Data shown:
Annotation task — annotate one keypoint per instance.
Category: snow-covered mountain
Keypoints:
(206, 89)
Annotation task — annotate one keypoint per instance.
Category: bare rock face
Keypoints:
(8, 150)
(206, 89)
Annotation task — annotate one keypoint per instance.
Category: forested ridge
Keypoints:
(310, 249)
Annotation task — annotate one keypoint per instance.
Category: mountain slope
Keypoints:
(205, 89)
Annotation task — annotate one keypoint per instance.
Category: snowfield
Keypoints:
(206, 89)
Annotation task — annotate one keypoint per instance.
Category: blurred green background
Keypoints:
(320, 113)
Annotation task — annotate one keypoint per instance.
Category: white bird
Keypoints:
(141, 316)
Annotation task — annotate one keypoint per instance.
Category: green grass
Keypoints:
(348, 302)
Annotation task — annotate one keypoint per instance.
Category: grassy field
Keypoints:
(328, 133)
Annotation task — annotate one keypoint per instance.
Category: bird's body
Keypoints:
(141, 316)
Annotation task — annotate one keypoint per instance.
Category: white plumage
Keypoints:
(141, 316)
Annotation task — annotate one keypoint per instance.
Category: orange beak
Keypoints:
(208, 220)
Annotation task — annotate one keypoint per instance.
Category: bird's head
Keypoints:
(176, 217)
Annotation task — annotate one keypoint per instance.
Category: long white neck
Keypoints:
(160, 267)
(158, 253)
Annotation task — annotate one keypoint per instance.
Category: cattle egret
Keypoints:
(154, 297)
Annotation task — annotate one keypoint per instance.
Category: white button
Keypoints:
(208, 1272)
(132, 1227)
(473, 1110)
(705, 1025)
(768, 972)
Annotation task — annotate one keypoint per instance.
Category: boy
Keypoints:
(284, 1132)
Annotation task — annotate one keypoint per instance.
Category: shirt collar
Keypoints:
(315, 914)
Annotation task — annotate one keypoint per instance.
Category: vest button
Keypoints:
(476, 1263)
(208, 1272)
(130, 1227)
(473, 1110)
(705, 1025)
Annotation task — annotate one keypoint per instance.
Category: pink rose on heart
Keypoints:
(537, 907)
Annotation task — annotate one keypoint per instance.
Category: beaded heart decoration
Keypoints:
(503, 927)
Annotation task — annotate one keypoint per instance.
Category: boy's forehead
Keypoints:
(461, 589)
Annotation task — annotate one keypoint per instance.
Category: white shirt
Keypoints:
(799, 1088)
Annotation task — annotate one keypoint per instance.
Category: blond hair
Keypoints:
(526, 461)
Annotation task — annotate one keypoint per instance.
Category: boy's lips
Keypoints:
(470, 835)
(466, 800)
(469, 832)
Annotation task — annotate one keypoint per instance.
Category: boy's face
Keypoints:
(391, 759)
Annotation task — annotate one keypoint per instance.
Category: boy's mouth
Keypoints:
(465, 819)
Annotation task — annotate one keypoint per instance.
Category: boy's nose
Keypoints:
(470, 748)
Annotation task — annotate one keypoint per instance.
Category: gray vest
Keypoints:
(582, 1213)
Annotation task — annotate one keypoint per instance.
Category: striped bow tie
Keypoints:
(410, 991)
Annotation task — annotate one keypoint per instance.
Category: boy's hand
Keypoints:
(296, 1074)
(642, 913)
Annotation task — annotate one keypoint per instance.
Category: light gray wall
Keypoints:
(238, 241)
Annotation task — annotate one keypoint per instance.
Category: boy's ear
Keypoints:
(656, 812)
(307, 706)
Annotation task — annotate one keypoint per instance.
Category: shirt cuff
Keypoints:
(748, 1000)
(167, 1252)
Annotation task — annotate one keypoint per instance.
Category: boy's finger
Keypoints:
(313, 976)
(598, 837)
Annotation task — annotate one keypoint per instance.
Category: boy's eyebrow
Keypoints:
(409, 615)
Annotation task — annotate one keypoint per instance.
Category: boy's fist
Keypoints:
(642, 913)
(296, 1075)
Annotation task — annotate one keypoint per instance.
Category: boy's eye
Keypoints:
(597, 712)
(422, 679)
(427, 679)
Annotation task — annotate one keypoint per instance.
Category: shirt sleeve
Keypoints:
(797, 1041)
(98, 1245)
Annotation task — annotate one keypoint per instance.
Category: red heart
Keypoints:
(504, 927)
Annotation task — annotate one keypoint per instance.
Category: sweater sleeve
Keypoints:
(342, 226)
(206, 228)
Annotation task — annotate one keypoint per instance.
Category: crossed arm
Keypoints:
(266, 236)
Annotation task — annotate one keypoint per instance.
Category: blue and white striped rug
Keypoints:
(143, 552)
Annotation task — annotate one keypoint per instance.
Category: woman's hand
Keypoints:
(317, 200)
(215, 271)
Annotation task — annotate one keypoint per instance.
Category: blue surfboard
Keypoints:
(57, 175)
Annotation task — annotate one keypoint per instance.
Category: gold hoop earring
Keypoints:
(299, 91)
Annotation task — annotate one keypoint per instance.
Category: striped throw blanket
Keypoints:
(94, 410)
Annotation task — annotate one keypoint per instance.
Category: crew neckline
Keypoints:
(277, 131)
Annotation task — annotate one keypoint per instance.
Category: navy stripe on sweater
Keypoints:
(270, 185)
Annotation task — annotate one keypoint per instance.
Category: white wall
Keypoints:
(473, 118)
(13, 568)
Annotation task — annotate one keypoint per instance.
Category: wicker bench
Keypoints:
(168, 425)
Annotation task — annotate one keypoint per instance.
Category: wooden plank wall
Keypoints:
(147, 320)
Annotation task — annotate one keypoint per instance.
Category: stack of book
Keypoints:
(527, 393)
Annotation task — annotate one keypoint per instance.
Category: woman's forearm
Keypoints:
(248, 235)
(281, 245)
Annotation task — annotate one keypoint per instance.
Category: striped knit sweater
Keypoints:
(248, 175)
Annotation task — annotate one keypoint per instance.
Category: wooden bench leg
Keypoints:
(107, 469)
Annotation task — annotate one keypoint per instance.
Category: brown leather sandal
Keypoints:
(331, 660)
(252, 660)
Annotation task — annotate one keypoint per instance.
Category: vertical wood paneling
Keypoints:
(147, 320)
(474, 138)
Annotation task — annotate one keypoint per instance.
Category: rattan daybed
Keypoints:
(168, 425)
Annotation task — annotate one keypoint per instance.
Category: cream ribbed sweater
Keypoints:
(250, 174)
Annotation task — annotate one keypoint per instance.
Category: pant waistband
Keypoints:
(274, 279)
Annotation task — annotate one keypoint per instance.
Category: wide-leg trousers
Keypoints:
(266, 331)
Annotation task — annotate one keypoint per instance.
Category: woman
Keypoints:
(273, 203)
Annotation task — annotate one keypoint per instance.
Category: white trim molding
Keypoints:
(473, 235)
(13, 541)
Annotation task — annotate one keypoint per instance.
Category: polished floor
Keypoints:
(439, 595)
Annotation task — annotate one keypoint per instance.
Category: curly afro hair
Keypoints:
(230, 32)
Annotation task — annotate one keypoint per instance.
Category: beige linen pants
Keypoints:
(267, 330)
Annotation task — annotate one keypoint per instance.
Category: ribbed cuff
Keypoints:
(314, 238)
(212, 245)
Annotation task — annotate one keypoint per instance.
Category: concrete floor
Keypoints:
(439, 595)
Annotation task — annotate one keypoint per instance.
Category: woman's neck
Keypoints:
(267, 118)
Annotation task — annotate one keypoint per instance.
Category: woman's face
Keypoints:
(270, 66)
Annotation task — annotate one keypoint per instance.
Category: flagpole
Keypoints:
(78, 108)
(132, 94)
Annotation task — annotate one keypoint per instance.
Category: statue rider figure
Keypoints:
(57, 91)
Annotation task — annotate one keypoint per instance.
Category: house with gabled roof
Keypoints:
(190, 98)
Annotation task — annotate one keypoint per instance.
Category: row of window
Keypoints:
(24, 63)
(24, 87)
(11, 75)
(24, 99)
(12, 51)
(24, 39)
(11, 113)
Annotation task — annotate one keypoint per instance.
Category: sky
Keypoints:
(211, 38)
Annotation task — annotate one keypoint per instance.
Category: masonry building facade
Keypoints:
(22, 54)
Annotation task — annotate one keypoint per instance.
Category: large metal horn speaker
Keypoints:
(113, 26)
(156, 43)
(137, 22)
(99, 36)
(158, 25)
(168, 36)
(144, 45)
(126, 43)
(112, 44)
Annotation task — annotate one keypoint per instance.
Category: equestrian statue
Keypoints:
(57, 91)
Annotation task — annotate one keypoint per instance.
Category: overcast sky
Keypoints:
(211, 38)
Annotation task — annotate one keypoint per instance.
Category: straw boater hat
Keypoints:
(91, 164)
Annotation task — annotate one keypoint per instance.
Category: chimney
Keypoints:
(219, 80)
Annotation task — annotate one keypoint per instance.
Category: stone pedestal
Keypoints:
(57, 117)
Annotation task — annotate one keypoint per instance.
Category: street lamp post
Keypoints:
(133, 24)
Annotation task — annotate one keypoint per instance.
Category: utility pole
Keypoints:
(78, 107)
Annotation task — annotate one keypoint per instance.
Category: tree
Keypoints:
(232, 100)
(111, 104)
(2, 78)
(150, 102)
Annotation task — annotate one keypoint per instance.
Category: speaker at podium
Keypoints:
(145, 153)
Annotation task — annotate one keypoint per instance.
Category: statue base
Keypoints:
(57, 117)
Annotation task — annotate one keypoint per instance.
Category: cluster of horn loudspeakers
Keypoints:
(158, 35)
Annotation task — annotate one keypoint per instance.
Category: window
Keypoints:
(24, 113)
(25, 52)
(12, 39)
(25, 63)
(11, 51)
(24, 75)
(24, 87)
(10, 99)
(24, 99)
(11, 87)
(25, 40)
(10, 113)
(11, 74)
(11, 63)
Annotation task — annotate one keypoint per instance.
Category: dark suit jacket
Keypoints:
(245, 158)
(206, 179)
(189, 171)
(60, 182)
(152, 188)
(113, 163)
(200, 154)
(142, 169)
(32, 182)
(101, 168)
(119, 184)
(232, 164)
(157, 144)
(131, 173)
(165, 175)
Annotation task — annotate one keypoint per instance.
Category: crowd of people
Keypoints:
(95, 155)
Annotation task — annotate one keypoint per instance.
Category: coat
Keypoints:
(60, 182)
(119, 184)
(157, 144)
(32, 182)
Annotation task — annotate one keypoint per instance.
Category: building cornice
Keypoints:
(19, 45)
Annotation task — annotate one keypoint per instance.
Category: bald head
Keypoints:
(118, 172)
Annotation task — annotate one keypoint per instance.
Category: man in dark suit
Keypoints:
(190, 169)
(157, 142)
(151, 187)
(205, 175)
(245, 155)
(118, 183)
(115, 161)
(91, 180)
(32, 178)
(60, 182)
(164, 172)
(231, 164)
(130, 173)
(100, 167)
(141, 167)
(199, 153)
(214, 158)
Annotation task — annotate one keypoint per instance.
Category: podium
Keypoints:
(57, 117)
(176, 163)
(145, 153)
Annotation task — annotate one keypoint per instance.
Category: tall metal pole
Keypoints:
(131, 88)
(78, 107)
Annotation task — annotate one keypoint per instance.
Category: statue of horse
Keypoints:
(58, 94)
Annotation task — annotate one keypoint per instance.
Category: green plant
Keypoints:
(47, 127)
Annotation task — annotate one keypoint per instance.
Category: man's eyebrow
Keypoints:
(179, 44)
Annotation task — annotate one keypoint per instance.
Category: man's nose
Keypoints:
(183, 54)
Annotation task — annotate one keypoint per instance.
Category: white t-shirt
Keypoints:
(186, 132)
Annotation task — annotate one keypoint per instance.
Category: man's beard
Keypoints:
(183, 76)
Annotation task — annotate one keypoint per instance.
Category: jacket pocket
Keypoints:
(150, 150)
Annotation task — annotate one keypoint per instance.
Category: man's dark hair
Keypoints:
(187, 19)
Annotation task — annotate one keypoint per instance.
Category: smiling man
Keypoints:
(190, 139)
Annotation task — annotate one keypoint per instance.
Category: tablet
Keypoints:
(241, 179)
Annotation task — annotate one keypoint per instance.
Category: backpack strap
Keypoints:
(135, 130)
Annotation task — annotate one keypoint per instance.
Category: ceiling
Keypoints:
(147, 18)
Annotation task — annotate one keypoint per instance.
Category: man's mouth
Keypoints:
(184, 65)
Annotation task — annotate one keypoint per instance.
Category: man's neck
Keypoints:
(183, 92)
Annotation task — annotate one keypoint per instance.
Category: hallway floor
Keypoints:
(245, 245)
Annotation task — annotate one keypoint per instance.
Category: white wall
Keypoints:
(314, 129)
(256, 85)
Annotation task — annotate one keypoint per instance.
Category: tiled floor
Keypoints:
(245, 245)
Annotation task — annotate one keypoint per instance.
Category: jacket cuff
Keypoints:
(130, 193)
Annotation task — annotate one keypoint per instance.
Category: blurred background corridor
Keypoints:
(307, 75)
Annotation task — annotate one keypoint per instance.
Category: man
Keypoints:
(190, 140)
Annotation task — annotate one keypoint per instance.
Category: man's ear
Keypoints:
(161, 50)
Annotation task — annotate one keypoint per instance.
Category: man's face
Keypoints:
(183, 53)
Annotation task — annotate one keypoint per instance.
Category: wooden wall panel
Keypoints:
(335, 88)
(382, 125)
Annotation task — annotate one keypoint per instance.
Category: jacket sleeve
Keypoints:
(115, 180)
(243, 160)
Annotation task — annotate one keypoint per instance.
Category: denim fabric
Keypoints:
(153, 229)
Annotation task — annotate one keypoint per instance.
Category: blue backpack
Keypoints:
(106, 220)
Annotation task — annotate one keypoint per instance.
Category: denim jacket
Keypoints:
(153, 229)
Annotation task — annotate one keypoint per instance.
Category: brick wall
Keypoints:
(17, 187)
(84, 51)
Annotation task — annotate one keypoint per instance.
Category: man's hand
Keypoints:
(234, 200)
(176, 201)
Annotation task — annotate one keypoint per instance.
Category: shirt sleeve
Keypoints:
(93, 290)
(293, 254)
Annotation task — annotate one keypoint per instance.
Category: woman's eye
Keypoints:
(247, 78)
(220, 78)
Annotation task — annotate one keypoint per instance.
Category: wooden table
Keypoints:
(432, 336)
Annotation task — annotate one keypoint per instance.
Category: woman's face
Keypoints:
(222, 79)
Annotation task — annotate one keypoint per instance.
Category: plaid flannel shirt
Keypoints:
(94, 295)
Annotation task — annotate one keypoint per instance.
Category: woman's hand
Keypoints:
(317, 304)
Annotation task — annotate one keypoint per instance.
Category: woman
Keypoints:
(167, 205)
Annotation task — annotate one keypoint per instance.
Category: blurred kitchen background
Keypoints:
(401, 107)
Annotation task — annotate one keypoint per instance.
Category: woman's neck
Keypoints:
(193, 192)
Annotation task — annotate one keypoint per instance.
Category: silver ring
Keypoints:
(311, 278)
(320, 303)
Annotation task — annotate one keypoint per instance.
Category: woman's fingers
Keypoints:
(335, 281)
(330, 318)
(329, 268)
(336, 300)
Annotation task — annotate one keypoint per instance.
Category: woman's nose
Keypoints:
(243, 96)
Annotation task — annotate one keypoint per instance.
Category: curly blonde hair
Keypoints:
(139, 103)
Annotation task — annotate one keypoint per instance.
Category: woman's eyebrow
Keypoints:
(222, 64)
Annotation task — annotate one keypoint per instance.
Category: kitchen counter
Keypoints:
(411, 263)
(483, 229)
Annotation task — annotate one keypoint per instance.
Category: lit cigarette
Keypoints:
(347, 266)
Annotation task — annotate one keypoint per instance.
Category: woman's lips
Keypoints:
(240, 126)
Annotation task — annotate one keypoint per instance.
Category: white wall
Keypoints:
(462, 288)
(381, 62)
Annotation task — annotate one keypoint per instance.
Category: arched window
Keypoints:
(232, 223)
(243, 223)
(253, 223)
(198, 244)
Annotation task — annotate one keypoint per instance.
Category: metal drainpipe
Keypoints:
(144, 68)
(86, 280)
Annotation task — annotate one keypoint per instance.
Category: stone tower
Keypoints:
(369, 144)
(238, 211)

To do: Only the lines with "face" are needed; find them in the records and copy each one.

Response area:
Category: bare rock face
Category: boy's face
Category: woman's face
Category: man's face
Category: woman's face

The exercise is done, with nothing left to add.